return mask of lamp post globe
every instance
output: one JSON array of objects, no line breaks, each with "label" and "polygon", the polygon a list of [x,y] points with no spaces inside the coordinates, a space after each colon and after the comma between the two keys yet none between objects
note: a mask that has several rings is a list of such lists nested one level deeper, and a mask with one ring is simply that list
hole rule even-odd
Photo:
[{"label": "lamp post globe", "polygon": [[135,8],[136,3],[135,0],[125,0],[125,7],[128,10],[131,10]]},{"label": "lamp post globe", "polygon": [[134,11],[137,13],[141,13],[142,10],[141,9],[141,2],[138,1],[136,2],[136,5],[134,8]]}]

# Problem requirements
Revise the items above by changing each occurrence of "every instance" to "all instances" and leaving everything else unchanged.

# Result for this exercise
return mask of lamp post globe
all instances
output: one JSON array of objects, no line breaks, each with "label" and "polygon", the polygon a list of [x,y] points with no spaces inside the coordinates, a space after each colon and after the comma between the two keys yet none between objects
note: a mask that has several rings is a list of such lists nested one level deeper, and a mask with one ring is simply that list
hole rule even-odd
Photo:
[{"label": "lamp post globe", "polygon": [[135,8],[136,3],[135,0],[125,0],[125,7],[128,10],[131,10]]},{"label": "lamp post globe", "polygon": [[134,11],[137,13],[141,13],[142,10],[141,9],[141,2],[138,1],[136,2],[136,5],[134,8]]}]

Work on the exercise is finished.